:: YOUR ASSIGNMENT ::
Every line below between the one holding "locate white suv" and the one holding "locate side window, a point per instance.", inclusive, should be copied exactly, and no other line.
=== Section Start ===
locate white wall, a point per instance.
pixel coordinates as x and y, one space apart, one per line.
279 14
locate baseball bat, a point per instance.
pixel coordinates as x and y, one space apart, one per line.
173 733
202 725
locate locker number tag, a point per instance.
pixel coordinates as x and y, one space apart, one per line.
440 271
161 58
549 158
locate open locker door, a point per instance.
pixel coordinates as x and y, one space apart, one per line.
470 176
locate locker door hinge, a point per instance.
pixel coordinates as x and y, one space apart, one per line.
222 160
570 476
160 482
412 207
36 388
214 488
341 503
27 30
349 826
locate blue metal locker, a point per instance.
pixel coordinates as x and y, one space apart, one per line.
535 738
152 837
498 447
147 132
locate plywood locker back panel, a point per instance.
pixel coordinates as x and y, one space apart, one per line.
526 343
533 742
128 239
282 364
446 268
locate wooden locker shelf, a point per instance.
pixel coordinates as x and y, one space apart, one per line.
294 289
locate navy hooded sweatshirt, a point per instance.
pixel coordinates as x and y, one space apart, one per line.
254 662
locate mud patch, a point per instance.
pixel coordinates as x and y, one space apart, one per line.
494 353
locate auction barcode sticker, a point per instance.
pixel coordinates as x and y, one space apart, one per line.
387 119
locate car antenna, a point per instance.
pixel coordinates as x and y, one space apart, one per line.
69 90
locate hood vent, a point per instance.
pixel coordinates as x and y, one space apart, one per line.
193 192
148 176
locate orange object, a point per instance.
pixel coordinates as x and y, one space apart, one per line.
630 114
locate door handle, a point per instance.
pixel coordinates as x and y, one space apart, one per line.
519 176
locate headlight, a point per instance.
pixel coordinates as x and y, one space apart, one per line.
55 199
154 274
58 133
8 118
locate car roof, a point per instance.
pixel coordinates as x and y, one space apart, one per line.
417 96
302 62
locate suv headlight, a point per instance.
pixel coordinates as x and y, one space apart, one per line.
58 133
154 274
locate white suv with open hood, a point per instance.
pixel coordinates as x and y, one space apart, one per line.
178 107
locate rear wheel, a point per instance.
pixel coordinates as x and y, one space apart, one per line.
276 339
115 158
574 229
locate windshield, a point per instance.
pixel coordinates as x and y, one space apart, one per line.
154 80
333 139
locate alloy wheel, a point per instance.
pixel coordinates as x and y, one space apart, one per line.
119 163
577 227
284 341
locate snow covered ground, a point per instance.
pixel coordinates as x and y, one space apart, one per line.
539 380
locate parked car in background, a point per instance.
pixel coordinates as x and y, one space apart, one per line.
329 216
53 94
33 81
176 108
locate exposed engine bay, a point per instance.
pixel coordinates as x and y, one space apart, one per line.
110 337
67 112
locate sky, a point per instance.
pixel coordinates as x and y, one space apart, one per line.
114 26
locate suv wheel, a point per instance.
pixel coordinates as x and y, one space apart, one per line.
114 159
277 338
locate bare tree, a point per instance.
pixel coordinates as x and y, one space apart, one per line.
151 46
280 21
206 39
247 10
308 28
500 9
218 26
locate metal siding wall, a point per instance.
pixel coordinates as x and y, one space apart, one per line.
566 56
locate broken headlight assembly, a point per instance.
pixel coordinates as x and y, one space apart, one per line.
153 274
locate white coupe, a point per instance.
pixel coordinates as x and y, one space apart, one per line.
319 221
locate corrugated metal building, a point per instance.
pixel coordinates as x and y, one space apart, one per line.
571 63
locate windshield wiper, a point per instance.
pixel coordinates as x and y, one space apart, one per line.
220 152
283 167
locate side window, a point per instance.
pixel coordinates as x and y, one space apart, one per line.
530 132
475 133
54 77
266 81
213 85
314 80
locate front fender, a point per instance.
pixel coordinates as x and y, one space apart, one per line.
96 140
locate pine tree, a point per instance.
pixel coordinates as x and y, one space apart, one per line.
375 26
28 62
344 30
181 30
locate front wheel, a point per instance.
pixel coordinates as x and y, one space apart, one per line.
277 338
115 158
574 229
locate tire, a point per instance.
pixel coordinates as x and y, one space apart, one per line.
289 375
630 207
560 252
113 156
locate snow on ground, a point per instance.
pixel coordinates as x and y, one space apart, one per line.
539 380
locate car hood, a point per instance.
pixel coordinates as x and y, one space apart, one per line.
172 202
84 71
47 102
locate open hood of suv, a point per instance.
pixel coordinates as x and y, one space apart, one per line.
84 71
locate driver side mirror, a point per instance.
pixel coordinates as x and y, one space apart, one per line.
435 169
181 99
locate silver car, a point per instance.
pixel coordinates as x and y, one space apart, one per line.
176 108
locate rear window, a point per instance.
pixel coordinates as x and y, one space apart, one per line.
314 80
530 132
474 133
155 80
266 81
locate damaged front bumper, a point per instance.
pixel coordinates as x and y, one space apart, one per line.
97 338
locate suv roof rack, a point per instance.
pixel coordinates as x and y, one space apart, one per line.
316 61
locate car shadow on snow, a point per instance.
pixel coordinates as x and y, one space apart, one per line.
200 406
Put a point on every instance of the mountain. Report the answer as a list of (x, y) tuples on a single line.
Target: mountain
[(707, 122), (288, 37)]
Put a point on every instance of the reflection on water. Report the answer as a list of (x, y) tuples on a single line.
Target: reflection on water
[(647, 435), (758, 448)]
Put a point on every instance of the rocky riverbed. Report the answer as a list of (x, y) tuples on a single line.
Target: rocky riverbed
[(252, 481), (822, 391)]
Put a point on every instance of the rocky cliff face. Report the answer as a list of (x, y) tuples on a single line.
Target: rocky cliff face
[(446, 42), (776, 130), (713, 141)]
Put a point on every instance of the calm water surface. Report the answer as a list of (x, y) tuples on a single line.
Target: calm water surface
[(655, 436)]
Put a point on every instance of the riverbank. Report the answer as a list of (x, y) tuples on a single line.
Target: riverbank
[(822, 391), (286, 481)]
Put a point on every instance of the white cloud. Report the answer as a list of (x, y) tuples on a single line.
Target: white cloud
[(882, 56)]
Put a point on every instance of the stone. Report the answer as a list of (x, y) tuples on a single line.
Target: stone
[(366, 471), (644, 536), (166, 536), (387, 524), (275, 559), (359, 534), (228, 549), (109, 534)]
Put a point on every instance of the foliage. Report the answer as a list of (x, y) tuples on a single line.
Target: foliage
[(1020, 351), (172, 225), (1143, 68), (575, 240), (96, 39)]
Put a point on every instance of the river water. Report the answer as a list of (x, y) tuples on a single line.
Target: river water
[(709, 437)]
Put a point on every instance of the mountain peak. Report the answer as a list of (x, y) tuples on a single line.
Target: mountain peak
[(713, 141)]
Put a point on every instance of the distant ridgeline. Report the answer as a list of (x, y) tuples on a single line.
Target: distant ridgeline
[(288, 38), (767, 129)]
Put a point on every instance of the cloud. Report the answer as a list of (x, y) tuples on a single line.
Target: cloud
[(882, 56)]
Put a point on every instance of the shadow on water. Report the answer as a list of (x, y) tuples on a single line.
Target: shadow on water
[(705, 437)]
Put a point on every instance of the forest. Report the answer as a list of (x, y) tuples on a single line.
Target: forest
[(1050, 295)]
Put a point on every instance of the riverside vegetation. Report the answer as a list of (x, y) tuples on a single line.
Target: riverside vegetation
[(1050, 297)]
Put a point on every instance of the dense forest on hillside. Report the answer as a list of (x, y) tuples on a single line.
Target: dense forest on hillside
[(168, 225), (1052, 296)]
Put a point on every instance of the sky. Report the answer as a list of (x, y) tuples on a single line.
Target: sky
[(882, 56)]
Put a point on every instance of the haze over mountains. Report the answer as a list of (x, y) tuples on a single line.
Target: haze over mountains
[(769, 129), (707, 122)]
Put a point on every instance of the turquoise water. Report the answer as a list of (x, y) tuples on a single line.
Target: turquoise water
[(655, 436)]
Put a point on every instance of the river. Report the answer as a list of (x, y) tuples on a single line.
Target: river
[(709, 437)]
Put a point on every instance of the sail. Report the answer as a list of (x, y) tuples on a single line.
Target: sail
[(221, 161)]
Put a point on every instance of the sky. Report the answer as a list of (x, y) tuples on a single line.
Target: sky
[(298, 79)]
=== Section End ===
:: RESULT BELOW ::
locate white suv with open hood, a point per instance.
pixel coordinates as x and y, one space apart, one per line.
178 107
locate rear wheel, a point per instance.
pixel coordinates as x and y, one space apart, one per line.
276 339
115 158
574 229
locate windshield, a point per instance.
pixel coordinates as x and y, one space apart, one per line.
154 80
333 139
locate alloy wheel, a point per instance.
pixel coordinates as x and y, one space apart, one per line.
119 163
577 227
284 341
locate snow covered ground, a point per instance.
pixel coordinates as x and y, one space apart, one per line.
539 380
locate parked car in background, a point per instance.
pixel coordinates as x and y, one space apart, one per line.
329 216
53 94
33 81
176 108
locate exposed engine bay, a point per instance.
pixel coordinates as x and y, one space apart, one per line.
110 337
67 112
locate sky, a point per instance.
pixel coordinates as x and y, one space apart, one per line.
114 26
locate suv wheel, a point per instance.
pixel coordinates as x and y, one space apart, one per line.
114 159
277 338
locate bare tree, a point per instance.
pixel coordinates as x and y, one space apart, one per line.
151 46
280 21
206 39
247 10
308 28
500 9
218 26
locate metal siding wall, a point per instance.
pixel coordinates as x and y, one space apart, one per line.
566 56
locate broken headlight assembly, a point per instance.
pixel coordinates as x and y, one space apart, one per line.
153 274
locate white coupe, a point per instance.
pixel coordinates as x and y, one space apart, one per line.
319 221
locate corrugated metal building, a point per instance.
pixel coordinates as x and y, one space apart, one per line.
571 63
locate windshield wiper, a point per instance.
pixel coordinates as x and y, one space apart, one per line.
220 152
283 167
locate side window, a point per instance.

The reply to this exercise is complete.